### RECORD LIST

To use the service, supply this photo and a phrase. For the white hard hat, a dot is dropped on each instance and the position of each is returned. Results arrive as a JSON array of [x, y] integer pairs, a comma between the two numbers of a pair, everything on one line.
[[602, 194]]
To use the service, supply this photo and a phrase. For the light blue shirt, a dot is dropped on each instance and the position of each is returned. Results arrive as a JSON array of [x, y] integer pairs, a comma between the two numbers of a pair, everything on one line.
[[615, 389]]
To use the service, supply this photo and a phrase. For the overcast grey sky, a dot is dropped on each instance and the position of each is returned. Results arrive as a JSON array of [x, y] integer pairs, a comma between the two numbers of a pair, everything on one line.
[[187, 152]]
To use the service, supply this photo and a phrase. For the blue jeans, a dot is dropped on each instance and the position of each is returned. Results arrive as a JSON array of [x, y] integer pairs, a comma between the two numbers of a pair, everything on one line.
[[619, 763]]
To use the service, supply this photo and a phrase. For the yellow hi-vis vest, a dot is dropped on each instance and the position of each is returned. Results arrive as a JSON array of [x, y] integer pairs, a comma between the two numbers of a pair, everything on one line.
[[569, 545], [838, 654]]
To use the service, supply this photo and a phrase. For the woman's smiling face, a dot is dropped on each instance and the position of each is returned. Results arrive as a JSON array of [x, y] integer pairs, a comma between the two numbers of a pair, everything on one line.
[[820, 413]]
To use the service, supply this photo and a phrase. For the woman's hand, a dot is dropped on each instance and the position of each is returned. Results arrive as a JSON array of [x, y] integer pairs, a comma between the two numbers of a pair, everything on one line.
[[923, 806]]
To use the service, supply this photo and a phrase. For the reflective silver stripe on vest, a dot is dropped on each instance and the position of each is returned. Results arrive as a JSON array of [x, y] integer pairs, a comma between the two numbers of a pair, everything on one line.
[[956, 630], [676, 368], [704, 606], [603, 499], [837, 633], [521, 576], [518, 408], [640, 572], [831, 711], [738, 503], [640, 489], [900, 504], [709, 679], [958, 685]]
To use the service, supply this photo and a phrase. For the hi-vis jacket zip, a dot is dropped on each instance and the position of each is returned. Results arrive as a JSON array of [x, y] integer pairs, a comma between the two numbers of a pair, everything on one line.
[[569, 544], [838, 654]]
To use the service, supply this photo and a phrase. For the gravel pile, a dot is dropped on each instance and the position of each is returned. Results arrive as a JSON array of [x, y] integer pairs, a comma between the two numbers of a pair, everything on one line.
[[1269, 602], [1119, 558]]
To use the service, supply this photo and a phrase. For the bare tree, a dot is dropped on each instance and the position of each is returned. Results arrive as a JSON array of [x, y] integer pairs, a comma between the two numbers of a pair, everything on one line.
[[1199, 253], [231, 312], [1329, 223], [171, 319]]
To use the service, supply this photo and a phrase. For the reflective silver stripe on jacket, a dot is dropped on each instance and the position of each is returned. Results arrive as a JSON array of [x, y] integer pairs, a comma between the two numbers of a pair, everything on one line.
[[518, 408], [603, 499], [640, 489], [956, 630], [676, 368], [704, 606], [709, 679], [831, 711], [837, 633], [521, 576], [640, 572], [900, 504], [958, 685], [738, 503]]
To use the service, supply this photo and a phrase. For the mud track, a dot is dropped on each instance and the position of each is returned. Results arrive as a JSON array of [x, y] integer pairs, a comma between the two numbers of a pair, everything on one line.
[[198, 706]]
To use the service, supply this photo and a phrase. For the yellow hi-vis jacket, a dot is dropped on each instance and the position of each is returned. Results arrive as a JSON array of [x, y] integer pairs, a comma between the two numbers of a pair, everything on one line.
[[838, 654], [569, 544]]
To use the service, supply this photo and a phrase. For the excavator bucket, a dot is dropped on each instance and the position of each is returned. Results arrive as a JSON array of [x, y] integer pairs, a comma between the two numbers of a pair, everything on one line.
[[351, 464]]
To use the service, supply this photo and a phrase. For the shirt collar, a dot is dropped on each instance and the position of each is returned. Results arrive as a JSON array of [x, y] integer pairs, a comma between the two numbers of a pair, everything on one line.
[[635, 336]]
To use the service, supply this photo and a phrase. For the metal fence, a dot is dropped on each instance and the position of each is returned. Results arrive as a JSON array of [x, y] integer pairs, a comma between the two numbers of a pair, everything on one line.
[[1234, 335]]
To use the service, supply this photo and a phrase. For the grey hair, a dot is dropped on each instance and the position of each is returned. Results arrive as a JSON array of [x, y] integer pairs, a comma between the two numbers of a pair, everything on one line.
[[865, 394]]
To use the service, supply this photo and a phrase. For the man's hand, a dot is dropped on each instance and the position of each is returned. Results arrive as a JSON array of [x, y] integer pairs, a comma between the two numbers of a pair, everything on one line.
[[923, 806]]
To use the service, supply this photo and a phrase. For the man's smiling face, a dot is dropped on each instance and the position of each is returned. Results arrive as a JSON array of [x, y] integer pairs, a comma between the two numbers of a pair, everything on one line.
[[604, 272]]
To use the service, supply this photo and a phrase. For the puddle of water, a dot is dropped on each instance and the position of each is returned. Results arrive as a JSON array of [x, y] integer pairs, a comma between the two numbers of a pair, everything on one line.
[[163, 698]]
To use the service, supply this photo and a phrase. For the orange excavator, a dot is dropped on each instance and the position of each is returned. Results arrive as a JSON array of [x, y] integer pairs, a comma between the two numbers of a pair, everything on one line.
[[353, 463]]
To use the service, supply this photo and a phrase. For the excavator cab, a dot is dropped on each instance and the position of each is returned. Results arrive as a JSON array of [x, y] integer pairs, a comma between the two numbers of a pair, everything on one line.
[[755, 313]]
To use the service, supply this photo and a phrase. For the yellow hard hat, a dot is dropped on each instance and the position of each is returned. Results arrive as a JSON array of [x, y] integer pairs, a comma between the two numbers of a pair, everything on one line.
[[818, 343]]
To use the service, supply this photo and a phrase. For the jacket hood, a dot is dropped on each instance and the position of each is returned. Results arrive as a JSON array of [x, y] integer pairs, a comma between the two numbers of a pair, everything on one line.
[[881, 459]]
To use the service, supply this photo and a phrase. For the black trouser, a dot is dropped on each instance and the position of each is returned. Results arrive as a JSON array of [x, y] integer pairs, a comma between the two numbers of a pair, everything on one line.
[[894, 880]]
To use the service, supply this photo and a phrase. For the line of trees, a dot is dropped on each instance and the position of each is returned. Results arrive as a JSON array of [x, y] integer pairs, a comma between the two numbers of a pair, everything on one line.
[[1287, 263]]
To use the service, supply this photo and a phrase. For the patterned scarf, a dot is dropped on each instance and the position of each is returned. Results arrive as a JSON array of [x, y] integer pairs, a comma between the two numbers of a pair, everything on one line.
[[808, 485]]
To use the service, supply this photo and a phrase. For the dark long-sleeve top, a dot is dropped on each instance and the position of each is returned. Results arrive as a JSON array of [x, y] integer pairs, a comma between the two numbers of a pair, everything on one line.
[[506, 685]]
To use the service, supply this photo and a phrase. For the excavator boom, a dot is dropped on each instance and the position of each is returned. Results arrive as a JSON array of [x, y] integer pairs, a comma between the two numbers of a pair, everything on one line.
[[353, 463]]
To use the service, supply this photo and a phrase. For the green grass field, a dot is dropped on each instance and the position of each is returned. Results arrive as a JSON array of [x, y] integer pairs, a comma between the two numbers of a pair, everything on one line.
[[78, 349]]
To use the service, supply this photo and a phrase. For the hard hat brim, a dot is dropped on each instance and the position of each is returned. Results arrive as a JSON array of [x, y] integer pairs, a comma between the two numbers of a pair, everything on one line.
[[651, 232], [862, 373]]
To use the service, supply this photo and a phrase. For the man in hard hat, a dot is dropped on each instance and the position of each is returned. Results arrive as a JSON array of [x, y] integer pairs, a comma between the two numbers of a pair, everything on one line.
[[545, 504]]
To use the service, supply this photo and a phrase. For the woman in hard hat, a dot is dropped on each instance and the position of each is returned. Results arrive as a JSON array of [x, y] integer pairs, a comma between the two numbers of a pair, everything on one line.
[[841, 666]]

######

### EXERCISE TASK
Convert the lines of the records above, starting with the line that contains "For the overcast" and going on through the line that contains "[[187, 152]]", into a JSON list of strings with one string per line. Leave out blank lines.

### COMPLETED TASK
[
  "To use the service, supply this photo and a phrase. For the overcast grey sky, a dot is dropped on each instance and the position of each is returned. Results arrive as a JSON array of [x, y] integer pairs, a comma between the two numbers of a pair, everything on one line.",
  "[[187, 152]]"
]